Coordinate annotation listing ::
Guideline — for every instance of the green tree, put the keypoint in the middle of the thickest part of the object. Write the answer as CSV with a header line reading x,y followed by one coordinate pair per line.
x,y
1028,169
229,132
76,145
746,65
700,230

REQUEST :: Rewrite the listing above with "keypoint" swapped for "marker" and everything else left as it is.

RESULT ::
Guideline — for every instance of the green tree, put the marker in the middle of the thickest part of the object. Write the answer as CSV with a header line reading x,y followed by one coordinate pair per line.
x,y
1028,169
229,132
76,145
746,65
700,230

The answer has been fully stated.